# [BRANO DA LEGGERE]
··········
Senza suscitare scandali, senza scambiare accuse tra schiere di contadini di ‘tradizione’ e quanti praticano personalissime, libere, pure contraddittorie, talvolta astruse, ma comunque diffuse attività colturali.

 

Lo fanno per scelta di vita, per lasciare spazio alla stessa fantasia legata anzitutto ad un prodotto agricolo come il vino. Tra le Dolomiti le teorie di Rudolf Steiner – teosofo croato/austroungarico d’inizio Novecento – hanno fatto capolino da diversi decenni. Merito di alcuni enologi, espertissimi e altrettanto coraggiosi visionari.

 

Tra i primi Rainer Zierock, esperienze enologiche in mezzo mondo, approdato alla scuola agraria di San Michele sul finire degli anni ’70 e subito protagonista e ‘stimolatore’ di forme colturali d’impostazione filosofica. Lui – prematuramente scomparso – è stato tra i leader a propugnare la biodinamica. Coinvolgendo anzitutto sua moglie Elisabetta Foradori. Ed è ancora lei, la ‘Signora del Teroldego’, la vera e autorevole interprete (a livello europeo) di forme biodinamiche legate al vino. Elisabetta Foradori e i suoi figli, Teo, Emilio e Myrta, autentici quanto entusiasti agricoltori biodinamici.
··········
# [MATERIALE FORNITO]
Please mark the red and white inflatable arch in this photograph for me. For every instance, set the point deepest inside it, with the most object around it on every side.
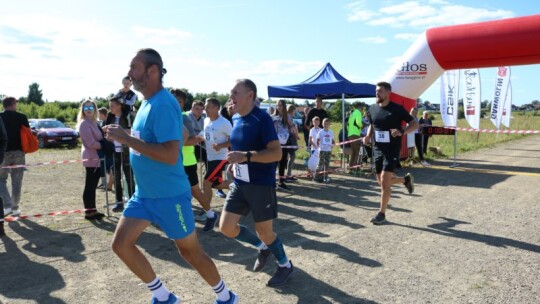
··········
# [REQUISITI DEL COMPITO]
Trascrivi dal brano sulla biodinamica tra le Dolomiti il passo che va da "Tra i primi" a "entusiasti agricoltori biodinamici.".

# [SOLUZIONE DELL'ESERCIZIO]
Tra i primi Rainer Zierock, esperienze enologiche in mezzo mondo, approdato alla scuola agraria di San Michele sul finire degli anni ’70 e subito protagonista e ‘stimolatore’ di forme colturali d’impostazione filosofica. Lui – prematuramente scomparso – è stato tra i leader a propugnare la biodinamica. Coinvolgendo anzitutto sua moglie Elisabetta Foradori. Ed è ancora lei, la ‘Signora del Teroldego’, la vera e autorevole interprete (a livello europeo) di forme biodinamiche legate al vino. Elisabetta Foradori e i suoi figli, Teo, Emilio e Myrta, autentici quanto entusiasti agricoltori biodinamici.